*Text shown*.
****************
London's Banking Brothers Lazard are of the same international fiscal family as Lazard Frères of Paris. Normally French Communists and Socialists are accustomed to raise some of their loudest screams against the Regents of the Bank of France as the country's "real rulers and merciless exploiters"—and one of the Lazard partners is a Regent. Thus in France it was as if in Washington on the eve of an election President Roosevelt should turn to a potent private Wall Street firm for a $200,000,000 loan to which strings could be attached. In Paris the Communist Deputies and the Socialist cohorts of Léon Blum might have been expected to shriek "Lazard Money!" Instead they kept mouse-mum.

To many observers the French economic spiral seemed to be scraping such anxious lows this week that once the election is out of the way—or even sooner—the shot-in-the-arm of "devaluation" may have to be resorted to. Rather than debate this crucial issue last week the highly-sexed French Chamber found time to work up a lather of excitement over "Hitler's Secret Loves" (see p. 21).

Into the teeth of Frenchmen who call rising Léon Blum "abominable"' his friends never tire of flinging the words with which France's late, great Wartime President Raymond Poincaré once greeted him when Deputy Blum re-entered the Chamber after a long absence. "You are very welcome here, Monsieur," said Raymond Poincaré, himself deeply learned and broadly cultured. "We have need of your light and your council, M. Blum. It is well for France that men like you should sit in the Chamber."

*In a passionate editorial last year Royalist Editor Charles Maurras proclaimed: "I make myself personally responsible for the assassination of Blum!" (TIME, Dec. 16).
****************
*Data shown*.
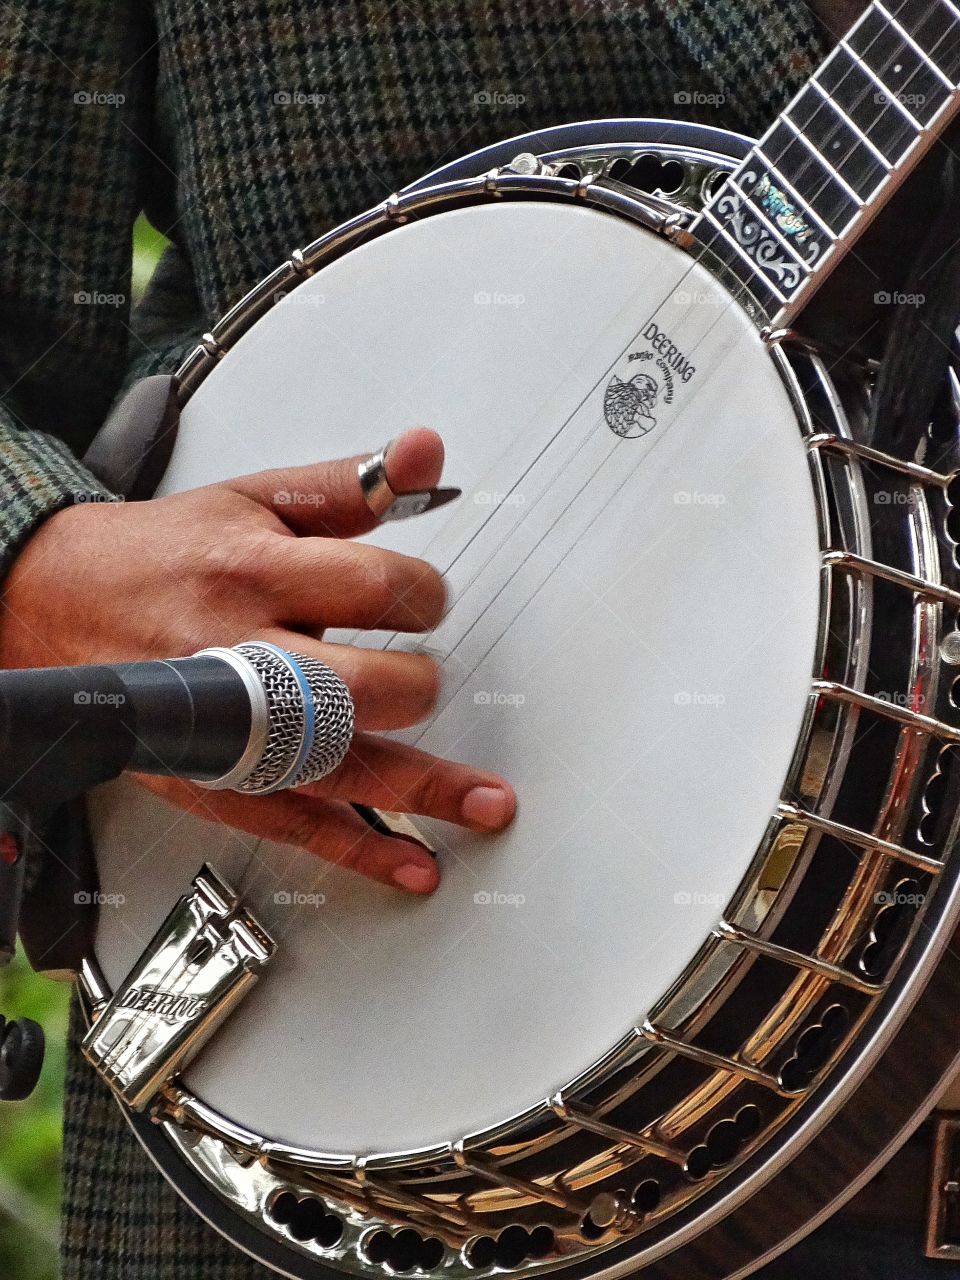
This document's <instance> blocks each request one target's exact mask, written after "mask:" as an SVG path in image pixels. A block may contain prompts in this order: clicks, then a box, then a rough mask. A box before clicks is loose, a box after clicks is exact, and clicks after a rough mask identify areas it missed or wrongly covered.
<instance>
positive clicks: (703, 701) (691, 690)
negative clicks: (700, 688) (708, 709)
****************
Write out the passage on French politics from "London's Banking Brothers" to "they kept mouse-mum.", keeping every word unchanged. The data above was taken from a separate source.

*Response*.
London's Banking Brothers Lazard are of the same international fiscal family as Lazard Frères of Paris. Normally French Communists and Socialists are accustomed to raise some of their loudest screams against the Regents of the Bank of France as the country's "real rulers and merciless exploiters"—and one of the Lazard partners is a Regent. Thus in France it was as if in Washington on the eve of an election President Roosevelt should turn to a potent private Wall Street firm for a $200,000,000 loan to which strings could be attached. In Paris the Communist Deputies and the Socialist cohorts of Léon Blum might have been expected to shriek "Lazard Money!" Instead they kept mouse-mum.